[WHAT TO PRODUCE] Swap "dormer window" for "skylight" throughout the data below, and reproduce the lines with nothing else altered.

Entries from a pointing dataset

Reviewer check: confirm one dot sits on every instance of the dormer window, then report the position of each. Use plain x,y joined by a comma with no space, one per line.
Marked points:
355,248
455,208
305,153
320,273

[SOLUTION FOR THIS TASK]
Reviewer check: confirm one dot sits on every instance of the skylight, then report the position of each. Use plain x,y joined by a comma with no space, one per line.
Marked points:
355,248
455,208
305,153
320,273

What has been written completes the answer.